▶ Exercise text:

[Start of Attachment]

Keywords: phytanic acid, peroxisomes, Refsum’s disease, oxalyl-CoA decarboxylase, protein targeting
3-Methyl-branched fatty acids cannot be degraded by β-oxidation because of the presence of a methyl group in the 3-position, which prevents the third reaction of the pathway, a dehydrogenation of the 3-hydroxyl group. For this reason, 3-methyl-branched fatty acids first undergo α-oxidation, in which they are shortened by one carbon atom (1). The α-oxidation pathway has been elucidated only recently (see Fig. 1). Watkins et al. (2) and Croes et al. (3) could demonstrate that α-oxidation in rat liver starts with an activation reaction requiring ATP, CoA, and Mg2+, leading to the formation of a 3-methylacyl-CoA. The activated branched fatty acid is then 2-hydroxylated in a reaction that depends on O2, 2-oxoglutarate, iron, and ascorbate. Finally, the resulting 2-hydroxy-3-methylacyl-CoA is cleaved into formyl-CoA (4) and a 2-methyl fatty aldehyde (5, 6). Formyl-CoA is enzymatically hydrolyzed to formate and subsequently converted to CO2 (4), whereas the 2-methyl fatty aldehyde is dehydrogenated in an NAD+-dependent reaction to the corresponding acid (5). The 2-methyl-branched fatty acid is then degraded via β-oxidation, mainly in peroxisomes (7–10).
Figure 1.
α-Oxidation pathway. The figure represents the recently revised α-oxidation pathway for phytanic acid, including the results of this paper. The enzymes involved are: 1, phytanoyl-CoA synthetase; 2, phytanoyl-CoA hydroxylase; 3, 2-HPCL; 4, branched fatty aldehyde dehydrogenase; and 5, formyl-CoA hydrolase.

[End of Attachment]

▶ Entries shown:
[Start of Attachment]

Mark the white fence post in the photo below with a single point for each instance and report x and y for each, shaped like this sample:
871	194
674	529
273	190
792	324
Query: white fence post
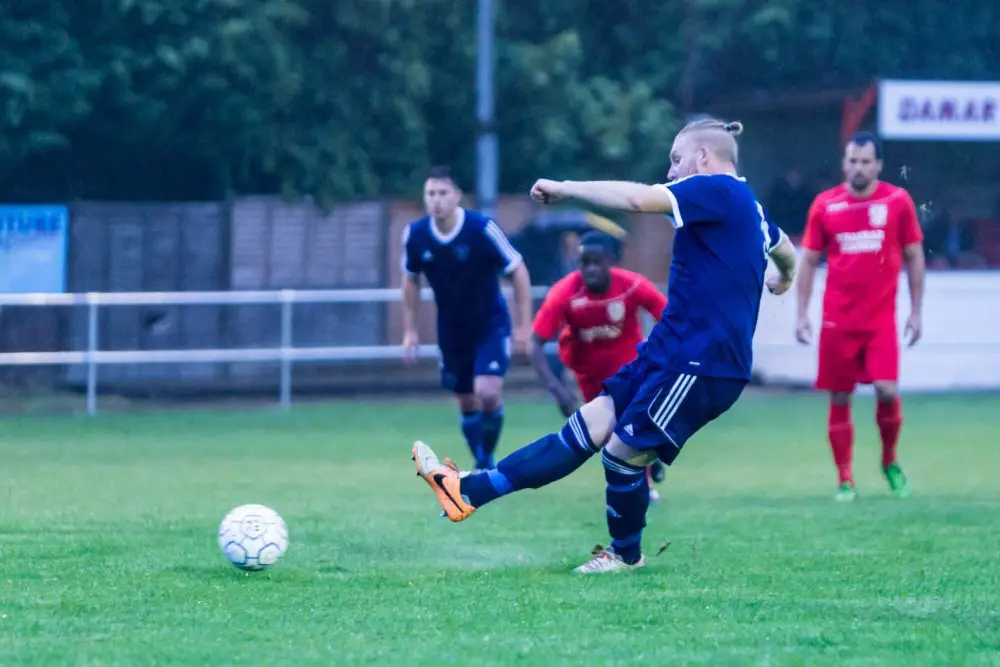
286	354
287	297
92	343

[End of Attachment]
[Start of Attachment]

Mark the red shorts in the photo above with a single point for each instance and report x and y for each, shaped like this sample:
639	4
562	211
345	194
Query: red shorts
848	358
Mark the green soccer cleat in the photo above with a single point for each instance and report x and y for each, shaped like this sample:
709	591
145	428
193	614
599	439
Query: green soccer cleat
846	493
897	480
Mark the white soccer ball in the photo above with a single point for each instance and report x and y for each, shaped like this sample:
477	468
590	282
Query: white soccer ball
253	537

[End of Attachment]
[Start of Attachment]

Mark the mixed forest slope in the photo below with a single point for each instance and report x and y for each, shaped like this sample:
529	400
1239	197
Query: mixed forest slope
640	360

[End of Attachment]

▶ What the exercise asks: Copy the α-oxidation text again, starting at "α-Oxidation pathway. The" and ending at "5, formyl-CoA hydrolase.", and switch "phytanoyl-CoA synthetase" to "phytanoyl-CoA ligase".

▶ Solution to this task:
α-Oxidation pathway. The figure represents the recently revised α-oxidation pathway for phytanic acid, including the results of this paper. The enzymes involved are: 1, phytanoyl-CoA ligase; 2, phytanoyl-CoA hydroxylase; 3, 2-HPCL; 4, branched fatty aldehyde dehydrogenase; and 5, formyl-CoA hydrolase.